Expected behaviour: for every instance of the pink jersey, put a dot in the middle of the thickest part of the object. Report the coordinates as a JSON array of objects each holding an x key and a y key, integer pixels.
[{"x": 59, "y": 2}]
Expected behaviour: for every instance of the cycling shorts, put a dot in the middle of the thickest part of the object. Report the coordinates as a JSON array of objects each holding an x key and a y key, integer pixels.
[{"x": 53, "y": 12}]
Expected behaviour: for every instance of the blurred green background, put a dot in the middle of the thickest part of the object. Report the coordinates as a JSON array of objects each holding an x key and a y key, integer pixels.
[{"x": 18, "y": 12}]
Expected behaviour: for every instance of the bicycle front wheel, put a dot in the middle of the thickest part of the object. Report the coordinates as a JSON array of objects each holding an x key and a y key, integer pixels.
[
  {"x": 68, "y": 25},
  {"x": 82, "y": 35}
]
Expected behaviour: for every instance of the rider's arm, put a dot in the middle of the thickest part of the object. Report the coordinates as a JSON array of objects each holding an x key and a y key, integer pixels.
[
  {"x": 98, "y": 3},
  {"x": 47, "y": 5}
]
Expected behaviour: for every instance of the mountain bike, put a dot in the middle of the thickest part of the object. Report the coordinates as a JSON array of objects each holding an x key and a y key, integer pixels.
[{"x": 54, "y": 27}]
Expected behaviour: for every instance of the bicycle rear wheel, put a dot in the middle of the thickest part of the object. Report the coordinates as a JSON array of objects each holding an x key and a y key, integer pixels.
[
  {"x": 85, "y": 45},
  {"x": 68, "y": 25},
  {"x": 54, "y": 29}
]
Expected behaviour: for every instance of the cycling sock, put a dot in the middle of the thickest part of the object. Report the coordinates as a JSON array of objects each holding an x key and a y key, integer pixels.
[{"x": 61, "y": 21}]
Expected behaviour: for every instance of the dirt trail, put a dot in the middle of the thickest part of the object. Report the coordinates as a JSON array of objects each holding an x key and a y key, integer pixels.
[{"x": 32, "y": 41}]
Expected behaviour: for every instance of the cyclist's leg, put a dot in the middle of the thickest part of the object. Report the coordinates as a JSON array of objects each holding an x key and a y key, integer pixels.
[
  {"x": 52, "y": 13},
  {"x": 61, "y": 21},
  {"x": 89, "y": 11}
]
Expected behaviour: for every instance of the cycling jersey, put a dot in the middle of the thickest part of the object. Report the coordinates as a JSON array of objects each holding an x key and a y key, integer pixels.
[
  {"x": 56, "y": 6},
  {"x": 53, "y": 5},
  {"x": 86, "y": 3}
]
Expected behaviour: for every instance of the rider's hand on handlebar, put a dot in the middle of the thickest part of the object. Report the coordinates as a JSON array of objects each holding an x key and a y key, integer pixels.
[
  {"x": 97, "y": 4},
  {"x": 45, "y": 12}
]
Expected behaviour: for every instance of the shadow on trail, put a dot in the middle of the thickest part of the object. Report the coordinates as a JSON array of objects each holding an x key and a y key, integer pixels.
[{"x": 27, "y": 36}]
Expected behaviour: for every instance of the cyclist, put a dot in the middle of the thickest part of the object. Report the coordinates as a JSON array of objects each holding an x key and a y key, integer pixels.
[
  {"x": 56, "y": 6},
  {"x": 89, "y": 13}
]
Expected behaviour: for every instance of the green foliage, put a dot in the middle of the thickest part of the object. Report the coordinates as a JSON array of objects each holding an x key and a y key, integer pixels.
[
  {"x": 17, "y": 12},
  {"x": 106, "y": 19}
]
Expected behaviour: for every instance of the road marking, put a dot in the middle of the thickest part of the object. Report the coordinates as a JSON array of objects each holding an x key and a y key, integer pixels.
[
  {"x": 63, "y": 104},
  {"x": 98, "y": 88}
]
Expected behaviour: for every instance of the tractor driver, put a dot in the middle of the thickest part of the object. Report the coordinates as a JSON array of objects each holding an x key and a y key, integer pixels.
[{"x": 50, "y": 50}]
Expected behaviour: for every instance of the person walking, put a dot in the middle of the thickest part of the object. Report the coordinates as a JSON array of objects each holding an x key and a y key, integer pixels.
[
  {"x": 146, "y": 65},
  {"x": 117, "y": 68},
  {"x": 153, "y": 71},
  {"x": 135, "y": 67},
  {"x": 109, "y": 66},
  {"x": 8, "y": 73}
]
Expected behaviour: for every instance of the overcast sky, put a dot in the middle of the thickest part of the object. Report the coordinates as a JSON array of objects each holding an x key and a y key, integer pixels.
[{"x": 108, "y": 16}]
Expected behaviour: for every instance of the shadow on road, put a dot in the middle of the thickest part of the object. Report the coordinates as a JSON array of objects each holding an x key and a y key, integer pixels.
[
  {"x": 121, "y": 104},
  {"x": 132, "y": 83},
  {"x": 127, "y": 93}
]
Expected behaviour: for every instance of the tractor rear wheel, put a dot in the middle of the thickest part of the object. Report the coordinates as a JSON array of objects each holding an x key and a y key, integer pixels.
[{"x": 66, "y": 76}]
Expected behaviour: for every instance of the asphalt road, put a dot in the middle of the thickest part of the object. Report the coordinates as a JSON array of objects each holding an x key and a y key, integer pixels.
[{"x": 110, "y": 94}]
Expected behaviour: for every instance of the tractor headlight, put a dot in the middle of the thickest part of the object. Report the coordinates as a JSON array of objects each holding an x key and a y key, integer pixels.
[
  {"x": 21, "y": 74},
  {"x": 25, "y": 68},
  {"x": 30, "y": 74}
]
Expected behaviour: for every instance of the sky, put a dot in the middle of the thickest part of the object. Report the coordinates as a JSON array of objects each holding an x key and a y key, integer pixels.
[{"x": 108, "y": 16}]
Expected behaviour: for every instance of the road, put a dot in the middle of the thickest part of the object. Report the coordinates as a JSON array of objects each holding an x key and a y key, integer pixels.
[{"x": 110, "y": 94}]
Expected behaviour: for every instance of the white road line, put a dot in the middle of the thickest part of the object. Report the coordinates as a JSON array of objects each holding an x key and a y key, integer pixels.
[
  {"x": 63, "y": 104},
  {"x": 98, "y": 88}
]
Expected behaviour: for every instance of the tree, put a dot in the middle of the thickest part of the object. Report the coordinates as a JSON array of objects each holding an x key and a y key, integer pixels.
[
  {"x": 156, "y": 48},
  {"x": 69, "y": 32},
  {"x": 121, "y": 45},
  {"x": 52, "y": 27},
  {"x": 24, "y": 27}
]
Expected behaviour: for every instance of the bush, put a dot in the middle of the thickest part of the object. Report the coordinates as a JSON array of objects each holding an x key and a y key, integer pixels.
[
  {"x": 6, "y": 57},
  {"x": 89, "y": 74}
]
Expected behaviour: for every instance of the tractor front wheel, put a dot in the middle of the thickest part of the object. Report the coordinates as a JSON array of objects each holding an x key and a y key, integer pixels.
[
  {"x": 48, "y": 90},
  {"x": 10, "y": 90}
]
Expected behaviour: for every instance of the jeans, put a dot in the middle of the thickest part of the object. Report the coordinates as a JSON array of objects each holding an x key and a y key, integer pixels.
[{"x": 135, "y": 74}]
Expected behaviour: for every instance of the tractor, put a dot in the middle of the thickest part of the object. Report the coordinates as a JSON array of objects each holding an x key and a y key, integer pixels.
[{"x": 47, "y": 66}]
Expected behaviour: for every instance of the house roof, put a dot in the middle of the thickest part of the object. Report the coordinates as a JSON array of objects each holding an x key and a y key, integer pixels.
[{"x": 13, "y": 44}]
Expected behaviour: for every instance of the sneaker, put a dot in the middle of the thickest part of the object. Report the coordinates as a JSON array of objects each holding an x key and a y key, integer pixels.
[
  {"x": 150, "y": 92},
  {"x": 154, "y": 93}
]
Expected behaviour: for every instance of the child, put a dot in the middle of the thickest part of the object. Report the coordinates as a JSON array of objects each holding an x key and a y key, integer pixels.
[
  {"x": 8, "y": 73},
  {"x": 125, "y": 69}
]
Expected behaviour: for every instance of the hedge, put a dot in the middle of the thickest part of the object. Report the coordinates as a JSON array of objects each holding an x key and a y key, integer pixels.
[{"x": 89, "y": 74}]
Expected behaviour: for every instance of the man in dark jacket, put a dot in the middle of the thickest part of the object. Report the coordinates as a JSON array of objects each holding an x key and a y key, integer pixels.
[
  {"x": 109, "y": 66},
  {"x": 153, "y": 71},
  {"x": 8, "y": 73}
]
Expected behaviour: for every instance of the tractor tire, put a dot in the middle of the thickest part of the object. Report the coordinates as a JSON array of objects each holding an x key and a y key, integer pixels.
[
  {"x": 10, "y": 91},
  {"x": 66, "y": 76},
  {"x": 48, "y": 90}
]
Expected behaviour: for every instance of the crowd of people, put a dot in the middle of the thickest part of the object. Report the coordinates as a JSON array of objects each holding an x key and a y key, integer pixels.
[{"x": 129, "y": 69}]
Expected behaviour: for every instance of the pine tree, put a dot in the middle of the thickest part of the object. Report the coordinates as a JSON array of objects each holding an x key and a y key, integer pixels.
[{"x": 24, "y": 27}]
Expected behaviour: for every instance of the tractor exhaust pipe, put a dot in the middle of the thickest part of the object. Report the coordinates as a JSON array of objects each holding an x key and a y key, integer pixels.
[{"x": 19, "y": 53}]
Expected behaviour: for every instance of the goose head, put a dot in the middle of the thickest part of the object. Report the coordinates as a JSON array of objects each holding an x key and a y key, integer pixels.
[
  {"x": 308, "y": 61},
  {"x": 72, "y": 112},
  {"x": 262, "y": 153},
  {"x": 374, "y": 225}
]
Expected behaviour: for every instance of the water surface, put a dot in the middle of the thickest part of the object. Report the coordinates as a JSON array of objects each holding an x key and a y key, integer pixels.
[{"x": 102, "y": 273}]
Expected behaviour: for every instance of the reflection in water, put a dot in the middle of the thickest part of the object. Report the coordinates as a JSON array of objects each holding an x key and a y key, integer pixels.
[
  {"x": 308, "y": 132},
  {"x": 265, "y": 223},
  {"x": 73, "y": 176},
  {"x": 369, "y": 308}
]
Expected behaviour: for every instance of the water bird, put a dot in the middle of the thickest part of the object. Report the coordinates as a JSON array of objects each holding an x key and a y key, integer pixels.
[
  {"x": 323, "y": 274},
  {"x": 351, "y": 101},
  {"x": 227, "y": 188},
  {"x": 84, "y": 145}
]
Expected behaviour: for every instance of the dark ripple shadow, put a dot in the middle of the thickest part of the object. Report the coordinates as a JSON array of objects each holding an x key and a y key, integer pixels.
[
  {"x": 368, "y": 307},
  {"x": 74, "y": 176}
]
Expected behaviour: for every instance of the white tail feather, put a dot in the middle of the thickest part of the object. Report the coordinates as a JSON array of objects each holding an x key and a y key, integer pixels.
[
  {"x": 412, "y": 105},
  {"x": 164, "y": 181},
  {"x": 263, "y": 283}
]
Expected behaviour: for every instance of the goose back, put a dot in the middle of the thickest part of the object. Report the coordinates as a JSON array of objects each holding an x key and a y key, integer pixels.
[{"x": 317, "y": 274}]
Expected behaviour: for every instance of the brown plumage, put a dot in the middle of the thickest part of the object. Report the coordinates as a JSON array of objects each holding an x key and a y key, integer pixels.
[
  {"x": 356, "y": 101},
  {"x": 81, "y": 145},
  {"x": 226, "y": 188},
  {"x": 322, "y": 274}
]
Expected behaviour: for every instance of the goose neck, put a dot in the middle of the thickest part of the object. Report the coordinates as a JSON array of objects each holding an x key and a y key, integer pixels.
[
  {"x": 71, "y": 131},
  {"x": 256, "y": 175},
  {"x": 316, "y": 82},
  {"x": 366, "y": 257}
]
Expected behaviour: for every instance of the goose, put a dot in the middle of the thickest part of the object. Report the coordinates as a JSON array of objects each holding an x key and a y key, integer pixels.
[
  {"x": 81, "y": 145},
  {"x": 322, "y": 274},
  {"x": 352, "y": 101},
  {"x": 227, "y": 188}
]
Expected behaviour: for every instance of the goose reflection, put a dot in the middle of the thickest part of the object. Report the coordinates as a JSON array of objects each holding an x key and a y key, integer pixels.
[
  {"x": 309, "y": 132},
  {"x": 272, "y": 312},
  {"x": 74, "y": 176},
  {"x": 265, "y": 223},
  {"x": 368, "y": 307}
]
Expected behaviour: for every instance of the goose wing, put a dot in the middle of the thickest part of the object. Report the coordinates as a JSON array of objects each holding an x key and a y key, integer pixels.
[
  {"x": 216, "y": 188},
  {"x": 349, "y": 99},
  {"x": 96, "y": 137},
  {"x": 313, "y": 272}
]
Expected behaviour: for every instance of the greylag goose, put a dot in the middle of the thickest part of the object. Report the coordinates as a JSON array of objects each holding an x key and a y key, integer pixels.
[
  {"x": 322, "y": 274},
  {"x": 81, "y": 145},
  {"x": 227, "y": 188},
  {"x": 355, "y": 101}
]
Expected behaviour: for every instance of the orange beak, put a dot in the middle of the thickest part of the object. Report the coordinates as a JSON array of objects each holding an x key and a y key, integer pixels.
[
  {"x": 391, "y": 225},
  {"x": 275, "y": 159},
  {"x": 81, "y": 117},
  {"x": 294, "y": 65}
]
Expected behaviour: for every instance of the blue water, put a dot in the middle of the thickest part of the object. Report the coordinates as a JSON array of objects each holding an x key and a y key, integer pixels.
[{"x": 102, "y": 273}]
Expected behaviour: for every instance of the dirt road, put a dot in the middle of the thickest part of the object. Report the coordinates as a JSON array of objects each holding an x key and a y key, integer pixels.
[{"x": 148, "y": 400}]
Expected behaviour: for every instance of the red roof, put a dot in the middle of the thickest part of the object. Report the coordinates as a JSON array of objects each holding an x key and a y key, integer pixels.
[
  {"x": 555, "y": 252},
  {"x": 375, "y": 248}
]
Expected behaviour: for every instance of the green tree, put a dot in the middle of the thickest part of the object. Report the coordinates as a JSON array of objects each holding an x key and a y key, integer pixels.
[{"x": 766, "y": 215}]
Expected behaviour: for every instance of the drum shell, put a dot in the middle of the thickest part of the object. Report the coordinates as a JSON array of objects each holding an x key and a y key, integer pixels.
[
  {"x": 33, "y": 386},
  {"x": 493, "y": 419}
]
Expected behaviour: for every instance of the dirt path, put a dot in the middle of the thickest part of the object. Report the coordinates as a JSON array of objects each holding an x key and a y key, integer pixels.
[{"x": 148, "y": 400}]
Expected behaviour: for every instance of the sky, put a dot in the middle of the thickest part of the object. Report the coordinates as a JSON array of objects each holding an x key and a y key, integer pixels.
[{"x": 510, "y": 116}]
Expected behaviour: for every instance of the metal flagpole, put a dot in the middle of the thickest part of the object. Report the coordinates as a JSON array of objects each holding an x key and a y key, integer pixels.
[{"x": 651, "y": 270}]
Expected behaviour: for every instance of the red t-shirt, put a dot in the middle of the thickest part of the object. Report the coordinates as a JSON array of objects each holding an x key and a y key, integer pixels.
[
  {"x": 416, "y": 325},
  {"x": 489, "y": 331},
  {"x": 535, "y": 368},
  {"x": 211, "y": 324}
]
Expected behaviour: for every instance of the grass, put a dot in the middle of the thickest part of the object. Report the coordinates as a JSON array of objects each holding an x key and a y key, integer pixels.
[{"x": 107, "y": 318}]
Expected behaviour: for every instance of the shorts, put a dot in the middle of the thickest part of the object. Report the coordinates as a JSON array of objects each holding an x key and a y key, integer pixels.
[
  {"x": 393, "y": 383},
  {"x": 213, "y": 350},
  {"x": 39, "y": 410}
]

*Exercise description*: Starting at the line that contains "Expected behaviour: for every instance of the grass, put", write out every line to the end of the entries, exactly as given.

*Result of the exercise*:
Expected behaviour: for every instance of the grass, put a dot in the middle of the thickest part of the object. Report the coordinates as a JSON array of objects each holding an x key and a y key, integer pixels.
[{"x": 107, "y": 318}]
Expected behaviour: for every instance of the shorts, put a dot in the middle of the thickest part of the object. Report the coordinates as a JSON array of objects each holding an x key and a y key, integer pixels.
[
  {"x": 393, "y": 383},
  {"x": 213, "y": 350},
  {"x": 39, "y": 410}
]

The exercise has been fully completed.